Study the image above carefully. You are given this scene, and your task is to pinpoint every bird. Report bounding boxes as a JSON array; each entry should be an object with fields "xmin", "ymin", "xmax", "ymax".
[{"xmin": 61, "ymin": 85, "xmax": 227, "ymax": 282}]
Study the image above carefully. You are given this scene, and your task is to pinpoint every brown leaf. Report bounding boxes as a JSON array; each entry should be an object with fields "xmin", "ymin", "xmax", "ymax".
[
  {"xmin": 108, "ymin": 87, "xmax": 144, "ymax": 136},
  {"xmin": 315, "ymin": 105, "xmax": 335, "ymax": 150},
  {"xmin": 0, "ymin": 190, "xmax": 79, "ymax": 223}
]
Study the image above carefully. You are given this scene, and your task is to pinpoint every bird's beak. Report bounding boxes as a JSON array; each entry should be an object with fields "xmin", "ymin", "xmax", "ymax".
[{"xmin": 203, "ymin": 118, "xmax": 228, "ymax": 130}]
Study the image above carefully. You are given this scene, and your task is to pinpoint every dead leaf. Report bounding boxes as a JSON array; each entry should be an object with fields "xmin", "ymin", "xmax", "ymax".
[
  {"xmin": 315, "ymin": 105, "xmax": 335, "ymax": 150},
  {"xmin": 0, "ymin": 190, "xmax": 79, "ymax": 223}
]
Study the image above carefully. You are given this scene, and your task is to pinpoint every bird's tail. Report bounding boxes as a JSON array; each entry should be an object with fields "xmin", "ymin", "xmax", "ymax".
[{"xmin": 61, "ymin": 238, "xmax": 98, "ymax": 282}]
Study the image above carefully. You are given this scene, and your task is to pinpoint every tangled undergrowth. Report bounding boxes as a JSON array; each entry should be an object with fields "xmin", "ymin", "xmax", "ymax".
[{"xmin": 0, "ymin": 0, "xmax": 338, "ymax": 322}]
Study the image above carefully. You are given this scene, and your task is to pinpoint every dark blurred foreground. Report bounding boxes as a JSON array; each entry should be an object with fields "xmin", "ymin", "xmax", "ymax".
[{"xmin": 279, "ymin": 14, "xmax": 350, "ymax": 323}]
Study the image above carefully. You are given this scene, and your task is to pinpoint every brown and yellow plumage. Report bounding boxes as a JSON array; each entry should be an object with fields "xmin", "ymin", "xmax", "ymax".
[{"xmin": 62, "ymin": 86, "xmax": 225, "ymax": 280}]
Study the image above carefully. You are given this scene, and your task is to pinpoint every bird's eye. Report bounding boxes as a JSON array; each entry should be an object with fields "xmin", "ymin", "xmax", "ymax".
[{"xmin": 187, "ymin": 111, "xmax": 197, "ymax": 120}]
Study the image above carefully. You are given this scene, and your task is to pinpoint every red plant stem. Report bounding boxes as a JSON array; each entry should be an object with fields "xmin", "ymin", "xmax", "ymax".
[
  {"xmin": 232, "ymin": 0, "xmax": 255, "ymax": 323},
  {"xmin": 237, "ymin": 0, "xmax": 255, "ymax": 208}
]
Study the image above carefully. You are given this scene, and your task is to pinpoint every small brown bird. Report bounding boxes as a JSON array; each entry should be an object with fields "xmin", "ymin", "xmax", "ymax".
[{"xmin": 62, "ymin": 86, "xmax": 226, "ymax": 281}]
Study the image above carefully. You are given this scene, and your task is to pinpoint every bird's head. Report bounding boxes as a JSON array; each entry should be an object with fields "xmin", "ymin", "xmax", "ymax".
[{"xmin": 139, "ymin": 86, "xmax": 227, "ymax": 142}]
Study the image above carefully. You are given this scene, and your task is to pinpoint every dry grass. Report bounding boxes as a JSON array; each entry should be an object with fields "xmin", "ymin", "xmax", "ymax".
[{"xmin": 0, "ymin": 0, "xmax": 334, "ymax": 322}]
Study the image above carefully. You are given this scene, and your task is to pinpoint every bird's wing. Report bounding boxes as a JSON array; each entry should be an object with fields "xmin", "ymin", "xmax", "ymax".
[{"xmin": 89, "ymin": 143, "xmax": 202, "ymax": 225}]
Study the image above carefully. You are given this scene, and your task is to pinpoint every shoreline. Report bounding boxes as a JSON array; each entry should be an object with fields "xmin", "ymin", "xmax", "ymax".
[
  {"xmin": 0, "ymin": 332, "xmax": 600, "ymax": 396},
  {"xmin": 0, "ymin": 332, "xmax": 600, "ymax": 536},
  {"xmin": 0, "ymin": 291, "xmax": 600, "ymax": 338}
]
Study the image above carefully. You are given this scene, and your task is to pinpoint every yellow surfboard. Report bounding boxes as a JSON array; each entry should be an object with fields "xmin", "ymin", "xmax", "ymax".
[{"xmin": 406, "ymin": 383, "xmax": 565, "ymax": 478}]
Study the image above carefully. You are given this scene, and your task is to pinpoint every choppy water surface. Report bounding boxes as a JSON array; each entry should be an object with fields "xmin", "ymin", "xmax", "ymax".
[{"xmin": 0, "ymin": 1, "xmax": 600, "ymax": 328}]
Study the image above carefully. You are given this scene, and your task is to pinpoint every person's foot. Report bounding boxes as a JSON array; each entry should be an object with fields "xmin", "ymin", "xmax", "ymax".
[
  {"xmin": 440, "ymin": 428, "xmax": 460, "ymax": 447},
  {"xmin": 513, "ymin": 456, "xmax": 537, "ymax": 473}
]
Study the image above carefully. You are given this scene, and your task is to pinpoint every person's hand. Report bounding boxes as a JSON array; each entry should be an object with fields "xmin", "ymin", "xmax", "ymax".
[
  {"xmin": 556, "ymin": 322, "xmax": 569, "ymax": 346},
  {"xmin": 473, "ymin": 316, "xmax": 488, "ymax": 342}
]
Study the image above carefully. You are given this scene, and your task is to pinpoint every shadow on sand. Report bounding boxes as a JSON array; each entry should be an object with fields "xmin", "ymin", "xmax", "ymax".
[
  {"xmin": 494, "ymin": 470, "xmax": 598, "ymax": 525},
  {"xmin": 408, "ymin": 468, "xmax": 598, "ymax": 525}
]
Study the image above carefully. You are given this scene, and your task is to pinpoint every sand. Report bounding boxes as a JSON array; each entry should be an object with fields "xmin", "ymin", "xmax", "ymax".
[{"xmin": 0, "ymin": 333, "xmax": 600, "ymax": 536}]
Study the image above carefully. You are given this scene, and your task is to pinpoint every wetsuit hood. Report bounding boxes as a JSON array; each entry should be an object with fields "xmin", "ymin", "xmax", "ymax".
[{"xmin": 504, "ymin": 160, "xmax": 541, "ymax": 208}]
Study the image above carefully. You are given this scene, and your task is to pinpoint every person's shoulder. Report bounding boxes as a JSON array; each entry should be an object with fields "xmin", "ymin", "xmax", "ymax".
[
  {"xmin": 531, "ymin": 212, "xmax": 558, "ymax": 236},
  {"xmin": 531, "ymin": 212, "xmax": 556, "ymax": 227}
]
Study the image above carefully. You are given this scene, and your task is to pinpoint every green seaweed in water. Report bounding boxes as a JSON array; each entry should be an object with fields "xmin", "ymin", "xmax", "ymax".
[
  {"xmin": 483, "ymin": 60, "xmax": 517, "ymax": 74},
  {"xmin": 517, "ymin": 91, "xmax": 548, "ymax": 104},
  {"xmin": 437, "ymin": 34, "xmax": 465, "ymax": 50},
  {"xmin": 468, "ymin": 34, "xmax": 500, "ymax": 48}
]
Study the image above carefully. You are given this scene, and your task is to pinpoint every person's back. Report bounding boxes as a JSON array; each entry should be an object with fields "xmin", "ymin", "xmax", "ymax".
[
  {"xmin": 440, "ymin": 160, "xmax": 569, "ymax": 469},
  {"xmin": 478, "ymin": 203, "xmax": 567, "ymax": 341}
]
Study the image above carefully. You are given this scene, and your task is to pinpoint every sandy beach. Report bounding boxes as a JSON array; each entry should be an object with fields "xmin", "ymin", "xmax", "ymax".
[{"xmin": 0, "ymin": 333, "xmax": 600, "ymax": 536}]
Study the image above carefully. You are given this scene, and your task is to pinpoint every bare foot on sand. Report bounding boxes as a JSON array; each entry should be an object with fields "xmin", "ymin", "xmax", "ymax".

== PROBLEM ==
Count the lines of the records that contain the string "tail", treating uppercase and lowercase as different. Reply with the number alone.

== WRITTEN REPLY ==
1